> WHAT NEEDS TO BE DONE:
Among the entries below, please show each line that carries the word "petal".

> SOURCE DATA:
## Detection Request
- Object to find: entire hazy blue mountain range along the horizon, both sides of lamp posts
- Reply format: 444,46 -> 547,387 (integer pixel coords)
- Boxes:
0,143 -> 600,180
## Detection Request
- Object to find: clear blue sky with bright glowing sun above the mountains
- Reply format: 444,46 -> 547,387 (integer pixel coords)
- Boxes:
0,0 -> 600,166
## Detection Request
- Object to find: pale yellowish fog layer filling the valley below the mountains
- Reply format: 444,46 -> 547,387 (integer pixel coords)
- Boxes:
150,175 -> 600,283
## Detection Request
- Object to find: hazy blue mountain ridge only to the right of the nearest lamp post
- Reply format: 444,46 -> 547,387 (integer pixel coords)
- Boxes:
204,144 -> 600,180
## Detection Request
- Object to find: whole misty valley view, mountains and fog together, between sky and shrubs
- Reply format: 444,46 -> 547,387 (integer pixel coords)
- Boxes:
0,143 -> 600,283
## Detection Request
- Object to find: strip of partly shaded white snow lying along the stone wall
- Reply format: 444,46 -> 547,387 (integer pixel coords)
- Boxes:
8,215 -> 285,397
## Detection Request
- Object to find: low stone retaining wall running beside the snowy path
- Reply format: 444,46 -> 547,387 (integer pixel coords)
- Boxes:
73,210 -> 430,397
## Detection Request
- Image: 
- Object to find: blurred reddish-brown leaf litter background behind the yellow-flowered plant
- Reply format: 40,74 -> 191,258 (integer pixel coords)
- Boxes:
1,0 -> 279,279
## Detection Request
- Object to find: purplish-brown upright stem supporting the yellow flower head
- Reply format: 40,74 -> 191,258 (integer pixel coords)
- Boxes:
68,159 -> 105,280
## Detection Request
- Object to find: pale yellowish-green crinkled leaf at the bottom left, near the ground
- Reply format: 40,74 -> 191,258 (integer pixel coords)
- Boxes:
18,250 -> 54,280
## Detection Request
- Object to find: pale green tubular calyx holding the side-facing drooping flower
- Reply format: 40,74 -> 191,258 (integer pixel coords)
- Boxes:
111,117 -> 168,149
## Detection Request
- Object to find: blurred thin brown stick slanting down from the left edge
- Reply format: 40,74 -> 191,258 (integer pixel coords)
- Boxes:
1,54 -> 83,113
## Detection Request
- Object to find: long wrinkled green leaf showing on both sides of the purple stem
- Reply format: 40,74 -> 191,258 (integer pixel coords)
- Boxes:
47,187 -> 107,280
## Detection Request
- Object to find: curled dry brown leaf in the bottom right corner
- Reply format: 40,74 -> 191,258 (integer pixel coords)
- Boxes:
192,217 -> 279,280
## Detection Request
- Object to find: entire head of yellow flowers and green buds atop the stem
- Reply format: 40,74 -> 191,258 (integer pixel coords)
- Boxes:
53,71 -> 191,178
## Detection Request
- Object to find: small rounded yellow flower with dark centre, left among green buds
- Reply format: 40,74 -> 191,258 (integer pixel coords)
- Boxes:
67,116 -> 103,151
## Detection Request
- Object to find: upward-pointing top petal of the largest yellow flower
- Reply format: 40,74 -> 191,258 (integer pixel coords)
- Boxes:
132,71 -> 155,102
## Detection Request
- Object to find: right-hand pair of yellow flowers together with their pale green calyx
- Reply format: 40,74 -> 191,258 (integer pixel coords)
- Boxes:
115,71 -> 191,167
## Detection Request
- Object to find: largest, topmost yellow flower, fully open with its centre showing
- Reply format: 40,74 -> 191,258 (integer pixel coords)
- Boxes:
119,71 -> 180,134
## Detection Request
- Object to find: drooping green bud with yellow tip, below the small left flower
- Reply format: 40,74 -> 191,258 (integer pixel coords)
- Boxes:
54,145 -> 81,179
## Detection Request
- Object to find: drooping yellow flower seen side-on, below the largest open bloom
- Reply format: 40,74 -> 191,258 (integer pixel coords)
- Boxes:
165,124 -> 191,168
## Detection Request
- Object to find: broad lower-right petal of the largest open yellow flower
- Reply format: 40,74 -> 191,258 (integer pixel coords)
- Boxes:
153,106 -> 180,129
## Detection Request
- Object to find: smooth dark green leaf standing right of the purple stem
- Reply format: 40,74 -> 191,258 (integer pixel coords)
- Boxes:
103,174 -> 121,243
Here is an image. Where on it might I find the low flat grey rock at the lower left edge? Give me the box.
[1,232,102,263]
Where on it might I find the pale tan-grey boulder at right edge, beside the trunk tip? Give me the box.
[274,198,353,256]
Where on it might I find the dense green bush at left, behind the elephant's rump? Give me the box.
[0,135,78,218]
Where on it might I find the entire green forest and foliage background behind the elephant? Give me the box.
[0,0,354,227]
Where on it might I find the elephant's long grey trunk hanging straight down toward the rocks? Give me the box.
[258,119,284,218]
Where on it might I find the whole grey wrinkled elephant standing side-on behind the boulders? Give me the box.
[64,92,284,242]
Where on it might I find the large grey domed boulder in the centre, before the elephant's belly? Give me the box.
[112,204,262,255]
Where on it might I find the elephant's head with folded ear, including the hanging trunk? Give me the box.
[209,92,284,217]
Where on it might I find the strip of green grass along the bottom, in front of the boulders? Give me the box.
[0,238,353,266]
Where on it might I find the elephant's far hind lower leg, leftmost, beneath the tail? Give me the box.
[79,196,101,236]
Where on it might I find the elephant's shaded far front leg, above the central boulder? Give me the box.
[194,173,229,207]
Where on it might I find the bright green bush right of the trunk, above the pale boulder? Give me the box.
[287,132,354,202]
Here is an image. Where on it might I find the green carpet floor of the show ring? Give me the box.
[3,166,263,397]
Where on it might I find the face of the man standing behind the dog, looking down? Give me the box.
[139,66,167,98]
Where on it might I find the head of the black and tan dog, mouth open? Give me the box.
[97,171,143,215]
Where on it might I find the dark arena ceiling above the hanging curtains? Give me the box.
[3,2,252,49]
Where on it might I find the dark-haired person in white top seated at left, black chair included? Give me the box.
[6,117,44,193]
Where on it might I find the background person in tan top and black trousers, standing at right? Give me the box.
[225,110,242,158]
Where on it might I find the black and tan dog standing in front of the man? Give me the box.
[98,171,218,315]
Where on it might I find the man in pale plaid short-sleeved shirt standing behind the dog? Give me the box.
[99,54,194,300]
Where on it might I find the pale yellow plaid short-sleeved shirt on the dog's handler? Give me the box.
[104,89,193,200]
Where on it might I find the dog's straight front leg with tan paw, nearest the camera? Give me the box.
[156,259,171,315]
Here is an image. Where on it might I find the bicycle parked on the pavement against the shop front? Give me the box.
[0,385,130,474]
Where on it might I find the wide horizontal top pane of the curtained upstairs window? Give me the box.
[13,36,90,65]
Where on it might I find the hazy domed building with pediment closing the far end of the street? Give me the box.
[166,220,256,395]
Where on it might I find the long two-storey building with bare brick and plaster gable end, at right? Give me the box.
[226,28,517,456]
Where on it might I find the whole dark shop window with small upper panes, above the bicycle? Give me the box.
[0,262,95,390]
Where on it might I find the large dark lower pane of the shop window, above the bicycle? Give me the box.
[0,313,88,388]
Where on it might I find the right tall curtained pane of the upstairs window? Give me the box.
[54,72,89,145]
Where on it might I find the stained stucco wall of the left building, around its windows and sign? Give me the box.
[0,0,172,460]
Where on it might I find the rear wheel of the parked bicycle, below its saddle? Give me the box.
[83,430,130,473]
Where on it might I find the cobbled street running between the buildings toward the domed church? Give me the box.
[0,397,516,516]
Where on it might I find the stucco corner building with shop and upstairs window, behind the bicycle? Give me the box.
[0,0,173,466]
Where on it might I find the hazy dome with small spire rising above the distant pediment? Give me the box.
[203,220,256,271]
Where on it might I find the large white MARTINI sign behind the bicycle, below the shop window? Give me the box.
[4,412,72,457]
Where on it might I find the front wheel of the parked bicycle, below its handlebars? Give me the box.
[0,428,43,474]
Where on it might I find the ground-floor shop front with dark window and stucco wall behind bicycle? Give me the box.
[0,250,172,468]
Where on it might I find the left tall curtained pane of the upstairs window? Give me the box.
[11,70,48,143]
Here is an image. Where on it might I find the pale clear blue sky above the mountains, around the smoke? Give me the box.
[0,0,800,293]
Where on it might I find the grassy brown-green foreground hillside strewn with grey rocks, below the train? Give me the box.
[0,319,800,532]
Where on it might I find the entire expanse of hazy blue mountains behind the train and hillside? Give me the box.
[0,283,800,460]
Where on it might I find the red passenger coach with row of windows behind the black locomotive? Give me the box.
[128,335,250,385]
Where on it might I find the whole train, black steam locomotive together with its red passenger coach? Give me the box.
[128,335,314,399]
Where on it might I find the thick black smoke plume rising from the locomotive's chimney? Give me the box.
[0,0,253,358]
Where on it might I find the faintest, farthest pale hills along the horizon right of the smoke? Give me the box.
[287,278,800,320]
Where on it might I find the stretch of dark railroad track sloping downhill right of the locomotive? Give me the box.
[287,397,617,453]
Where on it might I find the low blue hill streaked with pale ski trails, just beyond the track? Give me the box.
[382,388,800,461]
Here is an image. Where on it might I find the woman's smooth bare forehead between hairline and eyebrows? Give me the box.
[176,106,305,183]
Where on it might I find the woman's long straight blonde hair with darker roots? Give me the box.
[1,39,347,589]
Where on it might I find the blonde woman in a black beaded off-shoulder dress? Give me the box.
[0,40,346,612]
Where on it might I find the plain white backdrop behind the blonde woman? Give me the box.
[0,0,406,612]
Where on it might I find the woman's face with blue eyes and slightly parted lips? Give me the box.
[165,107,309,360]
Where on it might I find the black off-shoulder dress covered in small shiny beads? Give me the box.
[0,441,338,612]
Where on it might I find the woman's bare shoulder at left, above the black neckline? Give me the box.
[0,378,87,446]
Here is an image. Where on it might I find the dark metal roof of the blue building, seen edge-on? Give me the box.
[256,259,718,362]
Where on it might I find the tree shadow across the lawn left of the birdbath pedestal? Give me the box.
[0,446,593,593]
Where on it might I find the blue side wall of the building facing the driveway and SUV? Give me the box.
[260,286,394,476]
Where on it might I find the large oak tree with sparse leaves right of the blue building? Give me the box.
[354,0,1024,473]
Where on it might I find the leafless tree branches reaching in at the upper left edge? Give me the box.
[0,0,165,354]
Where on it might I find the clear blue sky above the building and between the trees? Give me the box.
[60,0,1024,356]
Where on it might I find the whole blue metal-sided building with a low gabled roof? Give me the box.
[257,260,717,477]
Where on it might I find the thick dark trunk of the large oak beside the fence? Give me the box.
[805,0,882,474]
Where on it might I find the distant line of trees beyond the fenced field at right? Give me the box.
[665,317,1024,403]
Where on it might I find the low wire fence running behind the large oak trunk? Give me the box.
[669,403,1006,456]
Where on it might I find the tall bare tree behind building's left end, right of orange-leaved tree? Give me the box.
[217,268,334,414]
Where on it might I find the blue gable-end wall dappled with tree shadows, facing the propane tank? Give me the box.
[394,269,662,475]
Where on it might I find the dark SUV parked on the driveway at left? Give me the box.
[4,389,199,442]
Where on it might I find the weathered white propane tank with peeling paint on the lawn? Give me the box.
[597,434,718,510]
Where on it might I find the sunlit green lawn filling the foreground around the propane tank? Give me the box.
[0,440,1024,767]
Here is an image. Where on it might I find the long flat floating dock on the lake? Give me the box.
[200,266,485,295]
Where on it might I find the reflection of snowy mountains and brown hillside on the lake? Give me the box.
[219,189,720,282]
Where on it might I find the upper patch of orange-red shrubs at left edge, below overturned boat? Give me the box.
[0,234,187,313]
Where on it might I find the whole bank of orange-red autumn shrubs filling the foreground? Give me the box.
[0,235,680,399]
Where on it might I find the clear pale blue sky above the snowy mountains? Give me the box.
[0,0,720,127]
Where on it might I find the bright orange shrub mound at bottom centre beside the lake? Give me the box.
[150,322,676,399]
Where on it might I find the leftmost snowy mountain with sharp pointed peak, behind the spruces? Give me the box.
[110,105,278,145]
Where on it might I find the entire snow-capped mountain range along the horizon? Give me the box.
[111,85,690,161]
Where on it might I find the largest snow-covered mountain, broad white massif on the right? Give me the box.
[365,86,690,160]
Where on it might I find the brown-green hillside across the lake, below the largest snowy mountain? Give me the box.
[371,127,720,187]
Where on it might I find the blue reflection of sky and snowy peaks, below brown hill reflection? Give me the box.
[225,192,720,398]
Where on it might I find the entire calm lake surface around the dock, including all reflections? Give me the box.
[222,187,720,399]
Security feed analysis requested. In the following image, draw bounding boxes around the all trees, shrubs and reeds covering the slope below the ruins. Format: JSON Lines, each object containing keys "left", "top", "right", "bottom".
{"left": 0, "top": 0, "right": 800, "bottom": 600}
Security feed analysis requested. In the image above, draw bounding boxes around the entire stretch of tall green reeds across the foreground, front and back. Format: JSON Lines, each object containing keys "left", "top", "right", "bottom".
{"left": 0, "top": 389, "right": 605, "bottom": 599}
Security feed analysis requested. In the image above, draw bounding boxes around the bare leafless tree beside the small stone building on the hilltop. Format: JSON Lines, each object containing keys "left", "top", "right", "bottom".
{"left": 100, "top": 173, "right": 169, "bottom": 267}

> SOLUTION:
- Object to find: upward-pointing top petal of the largest yellow flower
- Object to find: broad lower-right petal of the largest open yellow flower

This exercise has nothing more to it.